_Exercise details:_ Repeat all of the records verbatim.

_Data to examine:_
----------
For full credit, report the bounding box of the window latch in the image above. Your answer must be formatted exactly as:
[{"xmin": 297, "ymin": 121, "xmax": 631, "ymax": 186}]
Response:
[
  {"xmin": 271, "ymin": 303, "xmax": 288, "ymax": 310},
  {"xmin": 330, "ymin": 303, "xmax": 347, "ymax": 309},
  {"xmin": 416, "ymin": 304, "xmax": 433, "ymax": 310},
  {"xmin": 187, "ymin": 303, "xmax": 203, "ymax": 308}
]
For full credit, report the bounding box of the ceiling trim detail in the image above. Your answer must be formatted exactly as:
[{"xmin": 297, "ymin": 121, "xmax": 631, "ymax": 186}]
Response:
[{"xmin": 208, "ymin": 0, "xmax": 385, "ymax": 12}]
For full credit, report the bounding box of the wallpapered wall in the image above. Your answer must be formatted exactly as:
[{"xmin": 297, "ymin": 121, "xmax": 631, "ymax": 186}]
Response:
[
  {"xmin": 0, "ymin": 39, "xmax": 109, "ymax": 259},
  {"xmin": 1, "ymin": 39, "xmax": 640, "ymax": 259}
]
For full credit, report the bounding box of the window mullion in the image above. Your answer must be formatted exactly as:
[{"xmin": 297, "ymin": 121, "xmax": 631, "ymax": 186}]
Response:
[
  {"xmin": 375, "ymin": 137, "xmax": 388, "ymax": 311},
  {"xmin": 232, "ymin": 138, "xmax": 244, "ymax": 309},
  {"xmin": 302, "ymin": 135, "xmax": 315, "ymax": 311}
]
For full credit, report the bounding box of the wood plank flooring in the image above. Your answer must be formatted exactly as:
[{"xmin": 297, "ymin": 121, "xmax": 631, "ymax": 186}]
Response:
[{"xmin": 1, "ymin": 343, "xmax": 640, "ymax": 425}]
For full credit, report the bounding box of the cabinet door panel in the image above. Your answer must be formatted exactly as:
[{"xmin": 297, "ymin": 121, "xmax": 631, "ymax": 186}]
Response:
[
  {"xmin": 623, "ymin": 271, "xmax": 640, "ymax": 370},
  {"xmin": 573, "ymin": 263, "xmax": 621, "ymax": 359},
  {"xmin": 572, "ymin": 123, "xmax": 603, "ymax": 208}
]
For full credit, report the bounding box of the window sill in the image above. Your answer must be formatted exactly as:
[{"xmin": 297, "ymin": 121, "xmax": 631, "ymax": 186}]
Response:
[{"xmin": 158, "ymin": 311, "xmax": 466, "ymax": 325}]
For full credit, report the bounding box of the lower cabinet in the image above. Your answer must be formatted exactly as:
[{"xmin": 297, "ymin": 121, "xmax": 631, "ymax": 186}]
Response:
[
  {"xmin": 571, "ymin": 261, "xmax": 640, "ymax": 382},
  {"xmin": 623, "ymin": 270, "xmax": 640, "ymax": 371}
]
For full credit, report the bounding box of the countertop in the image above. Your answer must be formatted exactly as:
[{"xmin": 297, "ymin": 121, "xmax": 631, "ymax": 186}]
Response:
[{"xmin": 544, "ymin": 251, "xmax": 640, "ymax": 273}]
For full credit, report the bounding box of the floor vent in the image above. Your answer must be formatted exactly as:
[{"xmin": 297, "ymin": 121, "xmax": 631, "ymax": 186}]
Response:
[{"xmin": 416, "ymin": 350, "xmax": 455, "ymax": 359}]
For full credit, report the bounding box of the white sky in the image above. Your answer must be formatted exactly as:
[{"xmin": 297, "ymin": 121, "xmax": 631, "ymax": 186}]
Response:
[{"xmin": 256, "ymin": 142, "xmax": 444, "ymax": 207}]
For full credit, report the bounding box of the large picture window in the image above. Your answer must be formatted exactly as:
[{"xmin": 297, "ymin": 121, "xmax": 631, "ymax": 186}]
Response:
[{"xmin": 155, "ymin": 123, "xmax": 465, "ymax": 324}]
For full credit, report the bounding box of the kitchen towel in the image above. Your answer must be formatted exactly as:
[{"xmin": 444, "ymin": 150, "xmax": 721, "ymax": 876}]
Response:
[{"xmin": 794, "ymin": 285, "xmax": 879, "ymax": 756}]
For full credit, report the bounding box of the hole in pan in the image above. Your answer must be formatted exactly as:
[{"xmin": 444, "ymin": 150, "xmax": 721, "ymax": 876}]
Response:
----------
_Written response:_
For full credit, report the bounding box of the window latch in the image above. Your answer must be formatted exactly as:
[{"xmin": 297, "ymin": 121, "xmax": 631, "ymax": 186}]
Response:
[
  {"xmin": 271, "ymin": 303, "xmax": 288, "ymax": 310},
  {"xmin": 330, "ymin": 303, "xmax": 347, "ymax": 309},
  {"xmin": 416, "ymin": 304, "xmax": 433, "ymax": 310},
  {"xmin": 187, "ymin": 303, "xmax": 203, "ymax": 308}
]
For full credit, report the bounding box of the ceiling trim detail in the image above. Your answer must be formatted exactly as:
[{"xmin": 297, "ymin": 121, "xmax": 631, "ymax": 186}]
Response:
[{"xmin": 208, "ymin": 0, "xmax": 385, "ymax": 12}]
For full credit, report the bounding box of the wallpapered wall in the image above. Your answer must be formatted exactly as:
[{"xmin": 297, "ymin": 121, "xmax": 631, "ymax": 186}]
Response:
[
  {"xmin": 0, "ymin": 39, "xmax": 109, "ymax": 259},
  {"xmin": 1, "ymin": 39, "xmax": 640, "ymax": 259}
]
For full credit, report the bounding box of the window mullion in the image above. Your answer must be formatted exactly as:
[{"xmin": 297, "ymin": 121, "xmax": 631, "ymax": 186}]
Response:
[
  {"xmin": 375, "ymin": 137, "xmax": 388, "ymax": 311},
  {"xmin": 232, "ymin": 138, "xmax": 244, "ymax": 309},
  {"xmin": 302, "ymin": 135, "xmax": 315, "ymax": 311}
]
For full credit, report the bounding box of the wood plank flooring in the image above. Your answer must be formatted exactly as:
[{"xmin": 297, "ymin": 121, "xmax": 631, "ymax": 186}]
Response:
[{"xmin": 1, "ymin": 343, "xmax": 640, "ymax": 425}]
For full credit, report the bounding box of the cabinet door panel in the image above. Your answer must be formatted exactly as:
[{"xmin": 297, "ymin": 121, "xmax": 631, "ymax": 186}]
Response:
[
  {"xmin": 623, "ymin": 271, "xmax": 640, "ymax": 370},
  {"xmin": 573, "ymin": 263, "xmax": 621, "ymax": 359},
  {"xmin": 572, "ymin": 123, "xmax": 603, "ymax": 208}
]
For full credit, report the bounding box of the window sill in the image above. Your answer must be formatted exactly as:
[{"xmin": 297, "ymin": 121, "xmax": 631, "ymax": 186}]
Response:
[{"xmin": 158, "ymin": 311, "xmax": 466, "ymax": 325}]
For full credit, report the bounding box of the lower cabinet in the image above. Your answer must be formatted exactly as:
[{"xmin": 297, "ymin": 121, "xmax": 631, "ymax": 186}]
Response:
[
  {"xmin": 571, "ymin": 261, "xmax": 640, "ymax": 382},
  {"xmin": 623, "ymin": 270, "xmax": 640, "ymax": 371}
]
For full credit, report the bounding box of the countertop in the image above. Your answer must be formatted exactly as:
[{"xmin": 297, "ymin": 121, "xmax": 631, "ymax": 186}]
Response:
[{"xmin": 544, "ymin": 251, "xmax": 640, "ymax": 273}]
For full credit, report the bounding box of the floor vent in the image above. Your answer must be formatted exactly as:
[{"xmin": 297, "ymin": 121, "xmax": 631, "ymax": 186}]
Response:
[{"xmin": 416, "ymin": 350, "xmax": 455, "ymax": 359}]
For full credit, report the bounding box of the white sky in the image above. Your answer must be formatted exactly as:
[{"xmin": 297, "ymin": 121, "xmax": 631, "ymax": 186}]
Response:
[{"xmin": 256, "ymin": 142, "xmax": 444, "ymax": 207}]
For full credit, report the bounding box of the large picture window in the image above. Your answer must be formatted exactly as:
[{"xmin": 297, "ymin": 121, "xmax": 631, "ymax": 186}]
Response:
[{"xmin": 155, "ymin": 123, "xmax": 465, "ymax": 324}]
For full credit, report the bounding box of the kitchen towel in the image above. Your answer must be formatted exactly as:
[{"xmin": 444, "ymin": 150, "xmax": 721, "ymax": 876}]
Response:
[{"xmin": 794, "ymin": 285, "xmax": 879, "ymax": 756}]
For full credit, report the bounding box of the hole in pan in the image above. Your answer must be formatted exactly as:
[{"xmin": 444, "ymin": 150, "xmax": 721, "ymax": 876}]
Response:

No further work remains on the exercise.